Problem to work on:
Find "Please drop a marker on the fish scale" in the data, then restate the line it sits in and every later line word for word, ending with the last line.

(Data for the task)

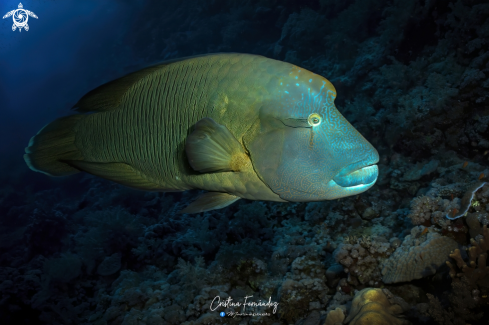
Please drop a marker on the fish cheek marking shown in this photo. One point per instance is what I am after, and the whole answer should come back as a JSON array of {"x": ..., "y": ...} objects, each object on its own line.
[{"x": 311, "y": 139}]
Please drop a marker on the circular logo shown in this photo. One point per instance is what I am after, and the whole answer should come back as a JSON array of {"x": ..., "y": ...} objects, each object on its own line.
[{"x": 20, "y": 17}]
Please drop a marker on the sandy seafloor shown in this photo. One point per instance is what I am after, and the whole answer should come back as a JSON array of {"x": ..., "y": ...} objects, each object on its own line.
[{"x": 411, "y": 77}]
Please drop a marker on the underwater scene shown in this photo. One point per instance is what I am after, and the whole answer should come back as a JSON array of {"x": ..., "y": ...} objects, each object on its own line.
[{"x": 240, "y": 162}]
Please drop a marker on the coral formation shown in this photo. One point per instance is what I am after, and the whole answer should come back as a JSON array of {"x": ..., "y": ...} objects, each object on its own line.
[
  {"x": 418, "y": 256},
  {"x": 372, "y": 306}
]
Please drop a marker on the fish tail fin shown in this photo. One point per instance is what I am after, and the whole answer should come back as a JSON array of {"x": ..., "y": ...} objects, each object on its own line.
[{"x": 53, "y": 147}]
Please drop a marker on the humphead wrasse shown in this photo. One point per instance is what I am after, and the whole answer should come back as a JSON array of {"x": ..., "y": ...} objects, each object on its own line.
[{"x": 236, "y": 125}]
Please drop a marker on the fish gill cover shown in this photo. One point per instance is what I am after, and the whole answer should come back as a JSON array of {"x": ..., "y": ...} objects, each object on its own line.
[{"x": 410, "y": 79}]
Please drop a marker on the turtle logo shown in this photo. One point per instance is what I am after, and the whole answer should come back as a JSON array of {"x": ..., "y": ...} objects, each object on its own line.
[{"x": 20, "y": 17}]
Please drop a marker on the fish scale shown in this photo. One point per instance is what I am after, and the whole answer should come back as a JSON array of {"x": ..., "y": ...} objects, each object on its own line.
[{"x": 236, "y": 125}]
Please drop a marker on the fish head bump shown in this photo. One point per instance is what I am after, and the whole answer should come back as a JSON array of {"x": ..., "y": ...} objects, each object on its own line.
[{"x": 303, "y": 148}]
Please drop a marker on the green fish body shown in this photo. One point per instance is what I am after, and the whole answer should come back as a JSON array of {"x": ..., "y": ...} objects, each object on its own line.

(End Data for the task)

Result for this exercise:
Please drop a marker on the fish scale shown in this photo. One point per instance is what I am after, and the whole answer should come back as a JSON array of {"x": ..., "y": ...} objects, each object on its own line.
[{"x": 236, "y": 125}]
Please drop a marker on the fish head bump shown in this photo. One point per instance is what I am after, and the whole answer should come back as a JSON array of {"x": ..., "y": ...} objects, each object on its own line.
[{"x": 303, "y": 148}]
Please drop a marker on the green fish body shown in this photo. One point per instance is what I am after, and the whole answer should come back as a JSON array of {"x": ..., "y": ...} objects, each object on its own line.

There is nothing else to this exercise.